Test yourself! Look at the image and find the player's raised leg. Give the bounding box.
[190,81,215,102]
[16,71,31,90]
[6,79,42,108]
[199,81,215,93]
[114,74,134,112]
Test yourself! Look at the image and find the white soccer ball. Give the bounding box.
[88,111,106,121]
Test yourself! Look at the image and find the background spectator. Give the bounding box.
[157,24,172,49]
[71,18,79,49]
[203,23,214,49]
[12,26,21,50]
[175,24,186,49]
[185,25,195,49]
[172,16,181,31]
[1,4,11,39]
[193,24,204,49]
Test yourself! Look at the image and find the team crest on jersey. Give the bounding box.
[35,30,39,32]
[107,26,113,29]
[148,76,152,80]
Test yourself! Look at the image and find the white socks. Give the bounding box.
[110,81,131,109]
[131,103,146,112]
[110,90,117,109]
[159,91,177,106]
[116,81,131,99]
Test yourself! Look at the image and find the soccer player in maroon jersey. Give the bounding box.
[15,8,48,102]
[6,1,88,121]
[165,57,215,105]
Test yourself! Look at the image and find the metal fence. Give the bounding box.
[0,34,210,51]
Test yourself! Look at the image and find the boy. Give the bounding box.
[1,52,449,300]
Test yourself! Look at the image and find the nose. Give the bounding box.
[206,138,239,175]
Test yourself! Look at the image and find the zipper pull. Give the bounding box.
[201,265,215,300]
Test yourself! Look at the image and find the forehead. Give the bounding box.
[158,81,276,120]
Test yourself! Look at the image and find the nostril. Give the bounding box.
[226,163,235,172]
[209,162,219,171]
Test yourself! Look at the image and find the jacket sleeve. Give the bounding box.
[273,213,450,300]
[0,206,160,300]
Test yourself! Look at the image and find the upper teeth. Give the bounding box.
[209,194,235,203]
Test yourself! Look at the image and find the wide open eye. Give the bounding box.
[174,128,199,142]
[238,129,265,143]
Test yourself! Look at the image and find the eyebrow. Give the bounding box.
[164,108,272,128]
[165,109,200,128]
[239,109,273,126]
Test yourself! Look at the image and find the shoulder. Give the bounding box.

## Assignment
Give back the material exactly as it is shown above.

## Answer box
Test yourself! Look at the image and find the player's raised leg. Give the bounding box.
[190,81,215,102]
[16,71,31,90]
[6,79,42,108]
[199,81,215,93]
[114,74,134,112]
Test yourself! Look at the image and find the white soccer ball. Give the bounding box.
[88,111,106,121]
Test yourself! Look at the image and find the background spectator. Give the bounding box.
[157,24,172,49]
[71,18,79,49]
[203,23,214,49]
[12,26,21,50]
[175,24,186,49]
[185,25,195,49]
[172,16,181,31]
[1,4,11,39]
[193,24,204,49]
Test yourself! Look at the image and find the team crest on jersey. Give the bounding box.
[35,30,39,32]
[107,26,113,29]
[148,76,152,80]
Test yourself! Look at the image and find the white socks. Give the bounding box.
[110,81,131,109]
[131,103,146,112]
[110,90,117,109]
[159,91,177,106]
[116,81,131,99]
Test yourself! Look at the image and find the soccer player in maroon jersey. Give the bounding box.
[15,8,48,102]
[6,1,88,121]
[165,57,215,105]
Test yourself! Look at the image and find the metal fence. Give the bounding box.
[0,34,210,51]
Test yourself! Look at the image and find the boy. Give the bounding box.
[1,52,449,300]
Test yourself! Look at the image and find the nose. Give the bounding box.
[206,138,239,175]
Test yourself! Look at the image and find the zipper pull. Give the bounding box.
[201,265,215,300]
Test yourself! Look at the image and find the forehead. Give the bounding box.
[158,81,276,120]
Test yourself! Look at the image and find the nostril. Give the bounding box.
[226,163,235,172]
[209,162,219,171]
Test yourself! Look at the image and find the jacket sleeve. Give the bounding box.
[273,213,450,300]
[0,206,160,300]
Test yourself! Look at the image and find the upper teeth. Give the bounding box.
[209,194,235,203]
Test yourself! Look at the image and find the wide open eye. Give the bounding box.
[174,128,199,142]
[238,129,265,143]
Test yourself! Look at the image and find the eyebrow. Give the bounding box.
[164,108,272,128]
[165,109,200,128]
[239,109,273,126]
Test yourself! Look at the image and find the shoulder. Give the bounding box.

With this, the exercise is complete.